PROBLEM REQUIREMENTS:
Render the data from the line containing "Exercise. For every instance of the toddler's ear, find" up to and including the line containing "[(769, 509)]" as a JSON list of strings, with one string per line and blank lines left out.

GIVEN DATA:

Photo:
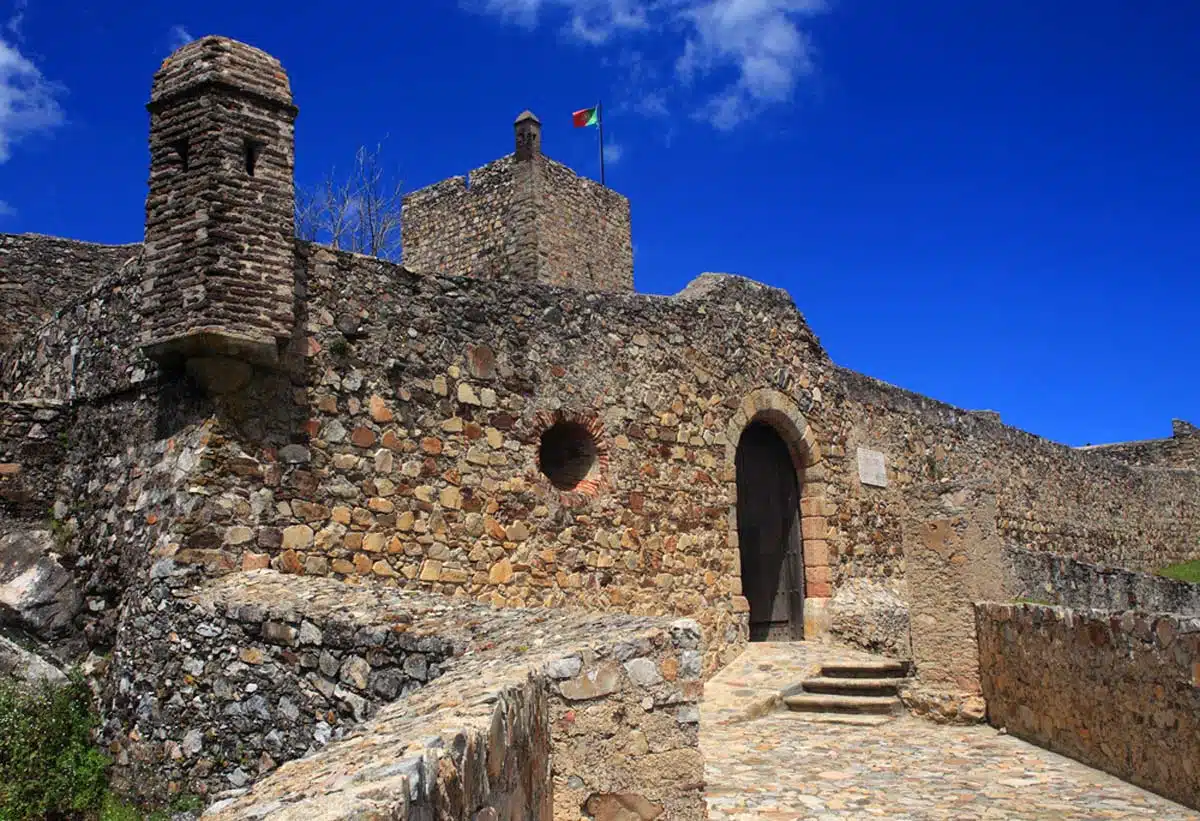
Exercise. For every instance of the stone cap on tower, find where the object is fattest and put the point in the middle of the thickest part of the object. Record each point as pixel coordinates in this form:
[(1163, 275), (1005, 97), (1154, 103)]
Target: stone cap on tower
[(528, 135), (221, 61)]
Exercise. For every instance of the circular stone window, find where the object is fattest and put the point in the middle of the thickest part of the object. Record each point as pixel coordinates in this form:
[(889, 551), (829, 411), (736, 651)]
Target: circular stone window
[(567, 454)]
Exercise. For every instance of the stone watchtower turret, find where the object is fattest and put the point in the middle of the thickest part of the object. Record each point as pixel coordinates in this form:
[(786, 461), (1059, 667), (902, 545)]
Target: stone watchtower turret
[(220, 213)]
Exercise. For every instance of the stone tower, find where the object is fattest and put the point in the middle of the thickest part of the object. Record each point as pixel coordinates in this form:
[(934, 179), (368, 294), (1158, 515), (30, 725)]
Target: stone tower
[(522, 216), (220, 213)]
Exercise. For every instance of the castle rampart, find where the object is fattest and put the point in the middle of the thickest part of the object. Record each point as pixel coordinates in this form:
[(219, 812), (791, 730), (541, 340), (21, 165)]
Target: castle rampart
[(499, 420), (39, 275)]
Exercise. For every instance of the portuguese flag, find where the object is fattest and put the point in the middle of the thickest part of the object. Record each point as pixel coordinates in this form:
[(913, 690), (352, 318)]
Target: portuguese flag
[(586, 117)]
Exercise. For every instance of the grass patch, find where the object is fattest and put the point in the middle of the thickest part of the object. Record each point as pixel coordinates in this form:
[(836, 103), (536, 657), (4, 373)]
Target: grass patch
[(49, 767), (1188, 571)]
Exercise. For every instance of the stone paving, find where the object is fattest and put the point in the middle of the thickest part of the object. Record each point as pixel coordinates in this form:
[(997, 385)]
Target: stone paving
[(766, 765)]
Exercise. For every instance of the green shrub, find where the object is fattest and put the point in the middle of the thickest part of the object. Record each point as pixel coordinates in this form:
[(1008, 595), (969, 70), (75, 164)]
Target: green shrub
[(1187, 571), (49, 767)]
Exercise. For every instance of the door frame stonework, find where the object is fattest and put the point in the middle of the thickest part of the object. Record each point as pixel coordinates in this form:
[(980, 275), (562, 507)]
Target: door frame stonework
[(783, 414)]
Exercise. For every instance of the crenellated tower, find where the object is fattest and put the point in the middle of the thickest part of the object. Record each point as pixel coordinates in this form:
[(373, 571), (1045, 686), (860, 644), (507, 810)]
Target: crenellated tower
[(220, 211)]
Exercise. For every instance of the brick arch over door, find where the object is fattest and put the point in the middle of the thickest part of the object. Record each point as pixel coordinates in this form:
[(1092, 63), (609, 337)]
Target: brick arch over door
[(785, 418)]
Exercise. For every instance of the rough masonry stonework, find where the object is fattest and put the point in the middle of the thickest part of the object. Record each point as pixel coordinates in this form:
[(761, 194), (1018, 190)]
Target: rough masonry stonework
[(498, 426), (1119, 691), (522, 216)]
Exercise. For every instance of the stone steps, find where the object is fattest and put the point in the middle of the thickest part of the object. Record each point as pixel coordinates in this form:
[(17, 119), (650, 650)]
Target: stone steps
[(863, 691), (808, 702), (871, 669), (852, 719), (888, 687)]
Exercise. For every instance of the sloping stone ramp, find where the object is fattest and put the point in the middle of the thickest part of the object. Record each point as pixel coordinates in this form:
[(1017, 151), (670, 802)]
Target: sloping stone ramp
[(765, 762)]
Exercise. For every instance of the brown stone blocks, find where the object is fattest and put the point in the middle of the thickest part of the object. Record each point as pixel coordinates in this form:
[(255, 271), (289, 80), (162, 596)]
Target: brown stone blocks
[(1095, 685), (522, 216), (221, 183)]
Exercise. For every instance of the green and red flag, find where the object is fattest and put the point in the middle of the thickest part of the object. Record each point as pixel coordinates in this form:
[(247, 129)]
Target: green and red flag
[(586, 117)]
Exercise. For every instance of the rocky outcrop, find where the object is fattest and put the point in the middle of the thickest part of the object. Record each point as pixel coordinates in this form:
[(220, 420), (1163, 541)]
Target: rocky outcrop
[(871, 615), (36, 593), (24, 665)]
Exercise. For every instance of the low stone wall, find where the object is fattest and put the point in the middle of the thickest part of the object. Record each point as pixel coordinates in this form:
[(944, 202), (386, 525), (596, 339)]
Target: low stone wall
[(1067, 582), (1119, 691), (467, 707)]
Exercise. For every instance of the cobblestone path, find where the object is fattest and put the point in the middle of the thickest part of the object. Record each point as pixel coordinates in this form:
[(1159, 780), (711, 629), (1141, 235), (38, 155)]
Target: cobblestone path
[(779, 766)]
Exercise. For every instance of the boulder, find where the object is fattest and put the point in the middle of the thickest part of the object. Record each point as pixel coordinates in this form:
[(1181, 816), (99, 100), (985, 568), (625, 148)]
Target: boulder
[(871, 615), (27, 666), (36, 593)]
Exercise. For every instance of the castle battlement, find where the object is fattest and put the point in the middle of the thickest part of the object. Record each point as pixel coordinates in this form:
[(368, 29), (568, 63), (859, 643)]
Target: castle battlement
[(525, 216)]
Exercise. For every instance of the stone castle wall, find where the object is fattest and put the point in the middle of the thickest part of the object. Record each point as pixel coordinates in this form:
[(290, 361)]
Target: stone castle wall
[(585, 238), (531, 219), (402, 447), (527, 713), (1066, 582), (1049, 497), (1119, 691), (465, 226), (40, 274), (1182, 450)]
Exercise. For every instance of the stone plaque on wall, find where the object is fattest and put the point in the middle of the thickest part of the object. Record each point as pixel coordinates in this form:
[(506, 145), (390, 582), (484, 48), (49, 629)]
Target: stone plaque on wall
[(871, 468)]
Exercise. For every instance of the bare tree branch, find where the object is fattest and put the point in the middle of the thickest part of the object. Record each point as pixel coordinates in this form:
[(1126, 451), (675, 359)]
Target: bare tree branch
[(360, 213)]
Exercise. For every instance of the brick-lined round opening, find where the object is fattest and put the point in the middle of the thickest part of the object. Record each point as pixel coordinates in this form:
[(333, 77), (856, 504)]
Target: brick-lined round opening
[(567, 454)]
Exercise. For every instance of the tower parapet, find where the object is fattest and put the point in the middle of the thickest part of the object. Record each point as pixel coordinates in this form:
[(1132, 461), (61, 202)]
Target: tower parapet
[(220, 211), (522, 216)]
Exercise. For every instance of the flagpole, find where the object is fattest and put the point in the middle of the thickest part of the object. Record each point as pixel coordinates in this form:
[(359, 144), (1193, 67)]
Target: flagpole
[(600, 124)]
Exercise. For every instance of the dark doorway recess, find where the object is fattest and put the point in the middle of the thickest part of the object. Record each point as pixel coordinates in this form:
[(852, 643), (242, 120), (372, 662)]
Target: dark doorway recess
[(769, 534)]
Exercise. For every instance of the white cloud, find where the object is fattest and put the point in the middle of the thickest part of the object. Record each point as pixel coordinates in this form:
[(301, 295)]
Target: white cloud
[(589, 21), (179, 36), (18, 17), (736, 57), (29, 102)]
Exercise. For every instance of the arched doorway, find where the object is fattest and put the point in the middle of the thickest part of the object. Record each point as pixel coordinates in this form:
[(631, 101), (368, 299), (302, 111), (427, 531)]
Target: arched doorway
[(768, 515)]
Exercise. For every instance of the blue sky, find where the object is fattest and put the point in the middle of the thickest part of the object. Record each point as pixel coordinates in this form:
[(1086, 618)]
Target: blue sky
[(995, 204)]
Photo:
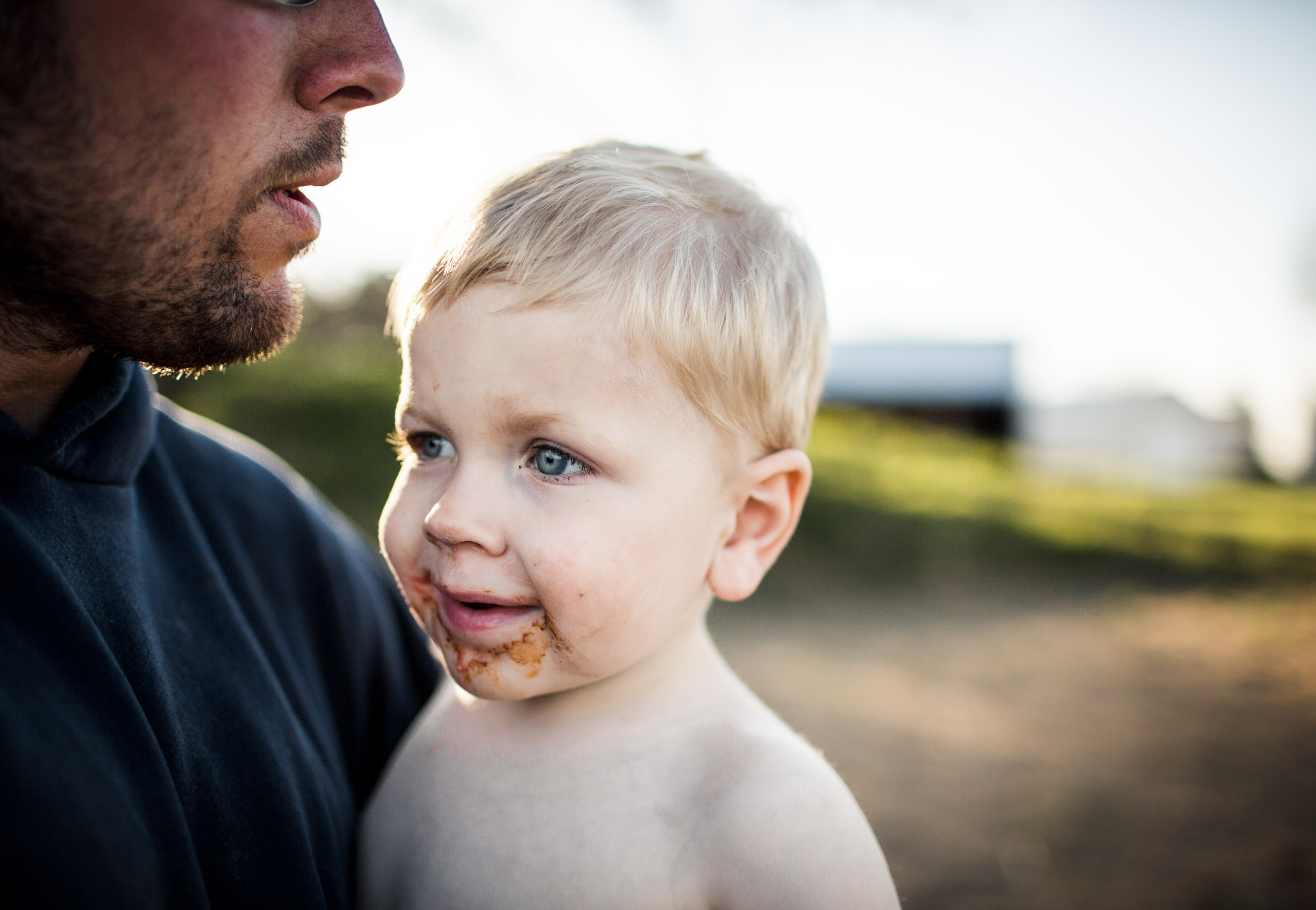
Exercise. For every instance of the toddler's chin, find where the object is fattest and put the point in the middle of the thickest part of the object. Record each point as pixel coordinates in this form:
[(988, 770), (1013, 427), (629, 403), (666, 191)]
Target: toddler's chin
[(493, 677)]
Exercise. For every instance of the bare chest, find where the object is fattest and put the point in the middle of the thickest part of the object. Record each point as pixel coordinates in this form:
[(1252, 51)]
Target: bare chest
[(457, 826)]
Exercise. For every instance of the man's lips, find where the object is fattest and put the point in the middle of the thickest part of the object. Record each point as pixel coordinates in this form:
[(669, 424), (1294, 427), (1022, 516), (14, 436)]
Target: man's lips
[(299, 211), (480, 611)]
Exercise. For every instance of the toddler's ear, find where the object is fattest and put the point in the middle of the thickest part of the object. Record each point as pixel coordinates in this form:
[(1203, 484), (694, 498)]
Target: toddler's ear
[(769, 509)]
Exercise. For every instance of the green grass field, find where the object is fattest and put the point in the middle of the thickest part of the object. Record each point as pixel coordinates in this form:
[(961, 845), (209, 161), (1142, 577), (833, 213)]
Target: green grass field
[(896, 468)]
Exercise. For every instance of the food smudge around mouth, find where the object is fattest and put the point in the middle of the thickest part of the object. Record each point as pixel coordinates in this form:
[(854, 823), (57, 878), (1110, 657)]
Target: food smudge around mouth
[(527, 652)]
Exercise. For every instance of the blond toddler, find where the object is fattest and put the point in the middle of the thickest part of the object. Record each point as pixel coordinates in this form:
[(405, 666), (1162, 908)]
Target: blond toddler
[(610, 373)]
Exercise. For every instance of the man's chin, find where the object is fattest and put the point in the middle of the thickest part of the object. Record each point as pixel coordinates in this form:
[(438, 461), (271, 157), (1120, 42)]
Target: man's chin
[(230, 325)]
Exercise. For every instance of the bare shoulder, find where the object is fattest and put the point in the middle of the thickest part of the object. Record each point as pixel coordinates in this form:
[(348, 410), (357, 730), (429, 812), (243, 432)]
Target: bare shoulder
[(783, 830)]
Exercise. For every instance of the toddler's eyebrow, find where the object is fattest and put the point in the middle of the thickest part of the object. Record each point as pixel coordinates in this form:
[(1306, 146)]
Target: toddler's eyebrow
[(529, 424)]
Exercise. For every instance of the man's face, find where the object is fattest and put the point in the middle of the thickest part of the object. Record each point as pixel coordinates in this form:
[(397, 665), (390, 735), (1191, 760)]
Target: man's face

ANSWER TO THE EXERCISE:
[
  "Exercise. For every instance of the toddler's ear, find where the object is fattest and put the point in the middle of the thickest part of the object. Record each point as pixel coordinates in this form:",
  "[(1203, 484), (694, 498)]",
  "Target: toddler's ear",
  "[(769, 509)]"
]